DATA FOR THIS EXERCISE below:

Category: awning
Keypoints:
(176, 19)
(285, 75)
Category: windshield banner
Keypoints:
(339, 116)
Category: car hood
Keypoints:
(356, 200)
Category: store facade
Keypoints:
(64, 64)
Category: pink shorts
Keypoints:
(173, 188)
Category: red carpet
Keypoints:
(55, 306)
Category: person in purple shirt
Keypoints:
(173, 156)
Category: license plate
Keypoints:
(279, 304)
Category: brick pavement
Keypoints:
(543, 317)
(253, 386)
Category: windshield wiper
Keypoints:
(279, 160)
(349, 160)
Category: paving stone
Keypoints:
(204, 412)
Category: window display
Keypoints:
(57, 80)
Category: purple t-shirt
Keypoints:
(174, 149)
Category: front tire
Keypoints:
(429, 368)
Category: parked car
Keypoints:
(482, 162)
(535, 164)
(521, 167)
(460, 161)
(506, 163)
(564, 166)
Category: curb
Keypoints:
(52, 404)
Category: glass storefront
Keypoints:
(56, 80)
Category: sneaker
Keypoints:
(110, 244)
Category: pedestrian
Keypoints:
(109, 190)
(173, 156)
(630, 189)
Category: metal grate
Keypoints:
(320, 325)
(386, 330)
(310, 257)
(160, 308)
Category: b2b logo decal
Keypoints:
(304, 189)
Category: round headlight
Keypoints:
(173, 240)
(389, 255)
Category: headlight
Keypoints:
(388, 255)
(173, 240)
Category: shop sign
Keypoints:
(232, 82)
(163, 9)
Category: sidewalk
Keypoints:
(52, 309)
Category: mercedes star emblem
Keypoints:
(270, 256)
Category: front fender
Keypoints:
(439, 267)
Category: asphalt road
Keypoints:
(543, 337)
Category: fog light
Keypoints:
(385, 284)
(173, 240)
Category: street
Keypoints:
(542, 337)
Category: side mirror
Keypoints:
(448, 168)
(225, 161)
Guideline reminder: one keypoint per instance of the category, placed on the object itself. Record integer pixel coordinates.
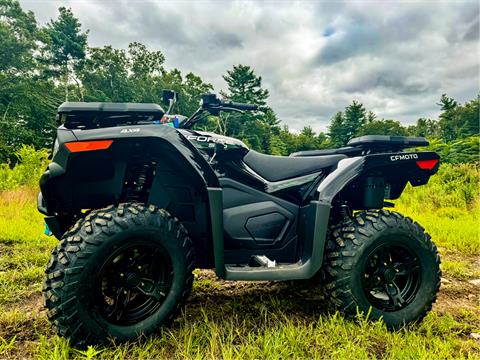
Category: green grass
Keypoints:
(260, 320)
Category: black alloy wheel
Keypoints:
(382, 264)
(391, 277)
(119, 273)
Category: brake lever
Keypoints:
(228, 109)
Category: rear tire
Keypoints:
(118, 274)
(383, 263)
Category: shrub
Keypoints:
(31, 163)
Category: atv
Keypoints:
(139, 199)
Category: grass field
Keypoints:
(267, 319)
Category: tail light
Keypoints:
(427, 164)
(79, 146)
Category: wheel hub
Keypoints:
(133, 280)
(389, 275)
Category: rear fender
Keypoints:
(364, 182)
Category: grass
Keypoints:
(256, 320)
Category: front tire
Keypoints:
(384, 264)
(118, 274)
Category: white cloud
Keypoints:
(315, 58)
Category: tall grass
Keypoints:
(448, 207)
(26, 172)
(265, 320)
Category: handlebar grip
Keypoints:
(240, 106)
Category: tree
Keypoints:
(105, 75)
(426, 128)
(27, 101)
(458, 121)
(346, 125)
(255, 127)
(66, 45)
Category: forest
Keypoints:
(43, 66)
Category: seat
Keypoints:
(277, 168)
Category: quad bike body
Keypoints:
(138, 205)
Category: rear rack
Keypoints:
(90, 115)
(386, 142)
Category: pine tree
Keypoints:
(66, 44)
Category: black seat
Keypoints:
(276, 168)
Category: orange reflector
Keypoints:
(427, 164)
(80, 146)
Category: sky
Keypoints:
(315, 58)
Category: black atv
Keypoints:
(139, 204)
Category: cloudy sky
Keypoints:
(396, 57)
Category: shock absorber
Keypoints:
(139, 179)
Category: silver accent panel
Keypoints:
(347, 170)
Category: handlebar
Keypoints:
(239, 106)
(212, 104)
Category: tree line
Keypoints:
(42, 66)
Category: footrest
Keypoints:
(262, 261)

End of DATA FOR THIS EXERCISE.
DATA FOR THIS EXERCISE below:

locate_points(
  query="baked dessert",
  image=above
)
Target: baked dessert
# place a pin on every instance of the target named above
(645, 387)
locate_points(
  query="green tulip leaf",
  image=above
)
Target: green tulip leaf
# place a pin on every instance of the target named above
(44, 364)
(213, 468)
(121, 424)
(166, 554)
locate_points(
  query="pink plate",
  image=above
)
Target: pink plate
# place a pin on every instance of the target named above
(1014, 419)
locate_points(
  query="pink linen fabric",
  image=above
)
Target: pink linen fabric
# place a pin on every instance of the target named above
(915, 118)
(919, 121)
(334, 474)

End of DATA FOR THIS EXERCISE.
DATA FOR THIS EXERCISE below:

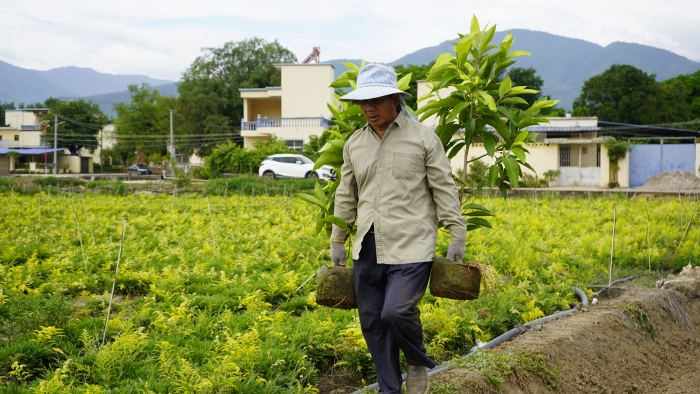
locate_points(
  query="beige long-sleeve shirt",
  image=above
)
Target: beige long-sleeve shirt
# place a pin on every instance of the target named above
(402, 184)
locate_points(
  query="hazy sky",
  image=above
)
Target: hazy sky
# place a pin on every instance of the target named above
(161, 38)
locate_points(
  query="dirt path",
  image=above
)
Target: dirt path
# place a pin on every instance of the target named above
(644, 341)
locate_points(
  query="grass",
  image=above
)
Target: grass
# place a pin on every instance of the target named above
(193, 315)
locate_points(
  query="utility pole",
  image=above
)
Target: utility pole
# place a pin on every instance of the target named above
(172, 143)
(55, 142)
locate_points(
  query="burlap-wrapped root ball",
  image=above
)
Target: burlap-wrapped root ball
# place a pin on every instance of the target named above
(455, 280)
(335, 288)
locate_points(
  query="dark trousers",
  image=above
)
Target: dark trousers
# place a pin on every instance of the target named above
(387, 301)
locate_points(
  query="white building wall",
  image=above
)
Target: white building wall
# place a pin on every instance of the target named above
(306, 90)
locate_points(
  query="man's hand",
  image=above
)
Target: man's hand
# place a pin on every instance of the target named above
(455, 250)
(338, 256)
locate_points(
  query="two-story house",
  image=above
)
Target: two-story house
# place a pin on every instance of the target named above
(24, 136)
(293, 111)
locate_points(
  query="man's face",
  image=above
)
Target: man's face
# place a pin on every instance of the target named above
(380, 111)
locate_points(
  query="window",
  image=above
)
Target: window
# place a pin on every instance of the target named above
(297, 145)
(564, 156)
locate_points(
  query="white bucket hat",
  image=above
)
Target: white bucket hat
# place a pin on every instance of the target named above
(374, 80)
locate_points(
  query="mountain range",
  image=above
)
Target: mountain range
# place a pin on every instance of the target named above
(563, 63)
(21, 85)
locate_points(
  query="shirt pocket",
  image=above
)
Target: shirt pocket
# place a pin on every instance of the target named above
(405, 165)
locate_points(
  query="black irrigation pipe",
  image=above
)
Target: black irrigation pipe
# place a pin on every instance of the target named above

End of DATA FOR THIS EXERCISE.

WORK ITEM: Say only the number of lines above holding "tulip".

YOUR SOLUTION: 2